(A run of records)
———

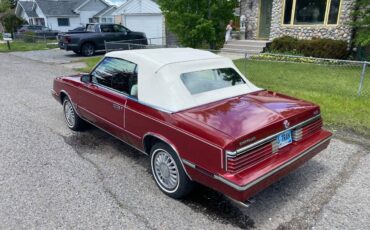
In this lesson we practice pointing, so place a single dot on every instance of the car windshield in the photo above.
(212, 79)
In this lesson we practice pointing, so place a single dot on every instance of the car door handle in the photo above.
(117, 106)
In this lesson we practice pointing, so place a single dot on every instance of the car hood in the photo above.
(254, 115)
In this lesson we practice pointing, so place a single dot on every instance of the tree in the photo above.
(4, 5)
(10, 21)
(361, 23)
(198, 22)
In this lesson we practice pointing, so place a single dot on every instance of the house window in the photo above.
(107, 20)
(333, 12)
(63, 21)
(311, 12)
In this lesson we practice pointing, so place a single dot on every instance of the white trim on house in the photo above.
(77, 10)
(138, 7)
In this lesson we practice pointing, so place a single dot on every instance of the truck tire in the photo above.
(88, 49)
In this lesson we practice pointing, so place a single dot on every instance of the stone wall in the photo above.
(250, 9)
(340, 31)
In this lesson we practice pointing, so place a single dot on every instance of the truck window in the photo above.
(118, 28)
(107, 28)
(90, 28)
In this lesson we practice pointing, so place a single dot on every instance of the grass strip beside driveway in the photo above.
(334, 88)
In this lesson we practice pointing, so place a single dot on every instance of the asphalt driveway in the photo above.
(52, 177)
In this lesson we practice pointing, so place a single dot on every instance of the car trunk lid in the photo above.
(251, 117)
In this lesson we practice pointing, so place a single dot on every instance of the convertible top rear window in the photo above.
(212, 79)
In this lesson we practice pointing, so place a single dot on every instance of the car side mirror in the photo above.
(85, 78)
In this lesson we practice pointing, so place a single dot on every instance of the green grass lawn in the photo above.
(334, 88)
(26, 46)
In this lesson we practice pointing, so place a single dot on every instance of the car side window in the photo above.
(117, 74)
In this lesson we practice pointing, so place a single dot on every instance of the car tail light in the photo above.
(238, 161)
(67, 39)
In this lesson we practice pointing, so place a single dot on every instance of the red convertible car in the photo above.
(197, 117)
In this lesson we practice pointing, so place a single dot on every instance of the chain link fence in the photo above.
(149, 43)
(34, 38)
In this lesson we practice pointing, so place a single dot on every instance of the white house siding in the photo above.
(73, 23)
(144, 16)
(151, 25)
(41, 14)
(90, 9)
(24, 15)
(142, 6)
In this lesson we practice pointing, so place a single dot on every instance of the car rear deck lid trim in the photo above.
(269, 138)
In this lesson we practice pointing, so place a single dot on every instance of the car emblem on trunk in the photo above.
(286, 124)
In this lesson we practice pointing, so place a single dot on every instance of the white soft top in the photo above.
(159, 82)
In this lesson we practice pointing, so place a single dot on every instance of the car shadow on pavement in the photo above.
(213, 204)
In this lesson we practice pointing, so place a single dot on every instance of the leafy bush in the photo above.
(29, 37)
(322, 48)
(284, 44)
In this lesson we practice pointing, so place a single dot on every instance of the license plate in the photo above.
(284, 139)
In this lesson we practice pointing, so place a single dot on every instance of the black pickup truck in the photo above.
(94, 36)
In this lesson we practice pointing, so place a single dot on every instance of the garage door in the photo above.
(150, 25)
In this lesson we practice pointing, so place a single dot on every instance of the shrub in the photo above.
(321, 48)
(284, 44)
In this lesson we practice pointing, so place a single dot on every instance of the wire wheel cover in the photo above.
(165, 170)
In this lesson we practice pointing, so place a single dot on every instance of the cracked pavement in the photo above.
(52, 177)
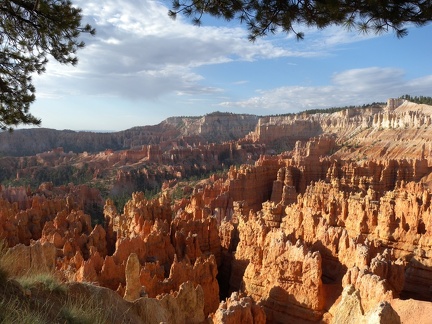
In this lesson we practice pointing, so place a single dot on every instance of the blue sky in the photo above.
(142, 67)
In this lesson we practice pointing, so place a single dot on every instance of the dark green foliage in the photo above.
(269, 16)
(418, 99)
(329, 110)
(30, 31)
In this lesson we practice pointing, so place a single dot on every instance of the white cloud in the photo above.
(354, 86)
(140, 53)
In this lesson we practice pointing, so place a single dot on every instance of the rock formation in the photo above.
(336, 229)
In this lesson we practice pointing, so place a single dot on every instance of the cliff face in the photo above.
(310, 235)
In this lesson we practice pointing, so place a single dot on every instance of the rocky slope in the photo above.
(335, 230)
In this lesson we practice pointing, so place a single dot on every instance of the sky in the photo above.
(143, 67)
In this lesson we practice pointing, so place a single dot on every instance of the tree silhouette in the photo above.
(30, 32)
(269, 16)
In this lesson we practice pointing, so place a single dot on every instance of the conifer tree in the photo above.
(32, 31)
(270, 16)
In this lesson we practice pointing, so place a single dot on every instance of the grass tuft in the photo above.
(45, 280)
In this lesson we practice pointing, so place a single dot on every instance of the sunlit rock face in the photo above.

———

Repeat each line of the records above exactly, but do not copy the pictures.

# COMPLETE RESPONSE
In this lesson we practice pointing, so place a single dot on every instance of the car windshield in the photo above.
(212, 79)
In this lesson we practice pointing, so place a single dot on every instance of the car door handle in the photo above.
(117, 106)
In this lesson we practice pointing, so place a single dot on every instance of the car hood in the photo above.
(254, 115)
In this lesson we practice pointing, so place a single dot on every instance of the tree in the photo above.
(4, 5)
(10, 21)
(361, 23)
(198, 22)
In this lesson we practice pointing, so place a single dot on every instance of the house window in the photo above.
(107, 20)
(333, 12)
(63, 21)
(311, 12)
In this lesson we practice pointing, so place a single dot on every instance of the white trim on house in the photo above.
(77, 10)
(138, 7)
In this lesson we practice pointing, so place a single dot on every instance of the truck tire in the photo above.
(88, 49)
In this lesson we practice pointing, so place a single dot on every instance of the stone wall in the photo above.
(250, 9)
(340, 31)
In this lesson we practice pointing, so place a single dot on every instance of the truck window in the photo above.
(118, 28)
(107, 28)
(90, 28)
In this lesson we practice pointing, so place a single dot on every instance of the grass strip beside driveway in the photo above.
(334, 88)
In this lesson we practice pointing, so place a single dot on every instance of the asphalt driveway in the photo above.
(52, 177)
In this lesson we practice pointing, so place a single dot on every instance of the car trunk lid in the photo above.
(251, 117)
In this lesson we practice pointing, so place a single dot on every instance of the convertible top rear window in the photo above.
(212, 79)
In this lesson we practice pointing, so place a single dot on every instance of the car side mirror in the photo above.
(85, 78)
In this lesson we practice pointing, so place a single dot on every instance of the green grass lawn in the photo above.
(334, 88)
(26, 46)
In this lesson we practice pointing, so place a single dot on every instance of the car side window in the photo above.
(117, 74)
In this lesson we practice pointing, so place a single dot on every instance of the car tail light in the photo above.
(238, 161)
(67, 39)
In this lesson we practice pointing, so place a single dot on every instance of the red convertible car in the photo above.
(197, 117)
In this lesson we practice pointing, so place a single dot on every instance of the chain link fence in the photo above.
(149, 43)
(34, 38)
In this lesson we practice pointing, so place a single dot on every instance of the white house siding in the photo above.
(73, 23)
(144, 16)
(151, 25)
(41, 14)
(90, 9)
(24, 15)
(142, 6)
In this lesson we practice pointing, so place a single dot on every instance of the car rear deck lid trim in the photo above.
(269, 138)
In this lesson we practice pointing, so place a single dot on every instance of the car emblem on trunk in the photo above.
(286, 124)
In this lesson we practice pointing, so place a single dot on every instance of the white soft top in the photo above.
(159, 82)
In this lesson we practice pointing, so place a single dot on every instance of the car shadow on pavement in the photo above.
(213, 204)
In this lesson we practice pointing, so place a single dot on every instance of the leafy bush in the photo above.
(29, 37)
(322, 48)
(284, 44)
In this lesson we practice pointing, so place a single dot on every instance of the license plate in the photo above.
(284, 139)
In this lesson we practice pointing, so place a single dot on every instance of the black pickup truck in the photo above.
(94, 36)
In this lesson we practice pointing, so place a single dot on every instance of the garage door in the photo above.
(150, 25)
In this lesson we practice pointing, so place a single dot on every instance of the shrub in the photo above.
(321, 48)
(284, 44)
In this lesson we practice pointing, so place a single dot on every instance of the wire wheel cover in the photo above.
(165, 170)
In this lesson we practice pointing, so place a single dot on every instance of the cracked pavement in the photo above.
(52, 177)
In this lesson we practice pointing, so place a single dot on every instance of the blue sky in the photo above.
(142, 67)
In this lesson we practice pointing, so place a single dot on every instance of the dark green foliage in the photo above.
(269, 16)
(418, 99)
(329, 110)
(30, 31)
In this lesson we practice pointing, so place a single dot on every instance of the white cloud in the photo above.
(354, 86)
(140, 53)
In this lesson we practice pointing, so place a single dot on every instance of the rock formation in the photo above.
(336, 229)
In this lesson we practice pointing, so place a single dot on every instance of the cliff face in the photo above.
(310, 235)
In this lesson we practice pointing, so place a single dot on every instance of the rocky slope in the photo above.
(335, 230)
In this lesson we practice pointing, so place a single dot on every instance of the sky in the photo above.
(143, 67)
In this lesson we practice pointing, so place a single dot on every instance of the tree silhouette in the photo above.
(30, 32)
(269, 16)
In this lesson we practice pointing, so place a single dot on every instance of the conifer tree in the photo above.
(32, 31)
(270, 16)
In this lesson we practice pointing, so place a single dot on every instance of the grass tuft in the photo above.
(45, 280)
In this lesson we practice pointing, so place a single dot on every instance of the sunlit rock face in the photo above.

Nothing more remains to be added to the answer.